- Dataset entries about object locations
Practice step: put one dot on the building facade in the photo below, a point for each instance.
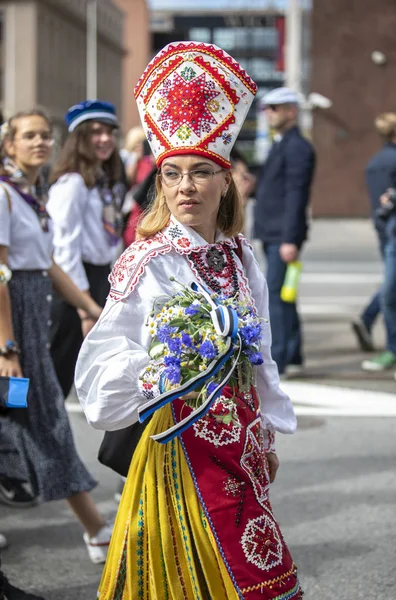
(43, 55)
(344, 36)
(137, 44)
(255, 38)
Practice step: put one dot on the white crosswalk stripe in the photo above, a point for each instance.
(316, 399)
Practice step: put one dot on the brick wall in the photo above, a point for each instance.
(344, 34)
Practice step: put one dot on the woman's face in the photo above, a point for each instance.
(194, 201)
(31, 145)
(103, 140)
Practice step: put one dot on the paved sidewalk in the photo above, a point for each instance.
(342, 269)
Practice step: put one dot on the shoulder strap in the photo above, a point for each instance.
(7, 193)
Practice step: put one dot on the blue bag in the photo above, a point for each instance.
(13, 392)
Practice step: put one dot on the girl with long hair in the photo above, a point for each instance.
(37, 444)
(85, 205)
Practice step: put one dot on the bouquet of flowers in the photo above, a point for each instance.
(186, 346)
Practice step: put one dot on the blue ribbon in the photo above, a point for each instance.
(225, 321)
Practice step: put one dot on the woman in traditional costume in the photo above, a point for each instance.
(37, 444)
(195, 520)
(85, 205)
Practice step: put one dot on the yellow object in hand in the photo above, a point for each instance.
(291, 282)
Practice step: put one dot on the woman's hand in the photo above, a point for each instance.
(273, 465)
(10, 366)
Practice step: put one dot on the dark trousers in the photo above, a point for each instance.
(285, 323)
(388, 295)
(373, 308)
(66, 336)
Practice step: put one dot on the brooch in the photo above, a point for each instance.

- THE REQUEST
Rewrite the entries starting at the line containing "Practice step: put one dot on the white" and ending at the last entry, keeping every request unchanged and multiplying each coordinate in the answers by 1.15, rounded to whole numbers with halves going up.

- THE ANSWER
Practice step: put one dot on the white crosswalk stripe in the photo above, a point for each instance.
(363, 459)
Practice step: put one dot on the brick wall in the photo above, a point for each instance.
(396, 39)
Practice step: put one dot on the woman's face in the photo above, a point for each instance.
(223, 231)
(36, 167)
(118, 161)
Practice step: put one dot on the paved sidewalk in the photo above, a point for each instance.
(393, 309)
Practice step: put one dot on the shoulder strap in the photo above, a point for each instance.
(8, 222)
Practice step: put one dot on the blue bag in the photo above, a point for each instance.
(15, 451)
Practice step: put one dot on the girl with long hair in the photo above, a point for each instance.
(43, 511)
(98, 236)
Practice step: put one dot on the bouquet of flowers in the photo above, a point for each instance.
(214, 398)
Practice step: put one dot on the blue ribbon in the photo above, a point for each instance.
(259, 369)
Practice step: put one dot on the woman in traditional costume in the photo above, a point for each instance.
(43, 511)
(224, 598)
(98, 236)
Practice step: put one dot on the yellow object in hand in the photo above, a point for each instance.
(335, 324)
Practice step: put one dot on the woman's hand in the photo above, a point for each instance.
(314, 535)
(12, 421)
Practice step: put one dot on the dark trousers in the photo above, a point for each instance.
(328, 371)
(446, 339)
(429, 354)
(76, 386)
Practice step: put one dot on the brooch in the photo above, a point for each instance.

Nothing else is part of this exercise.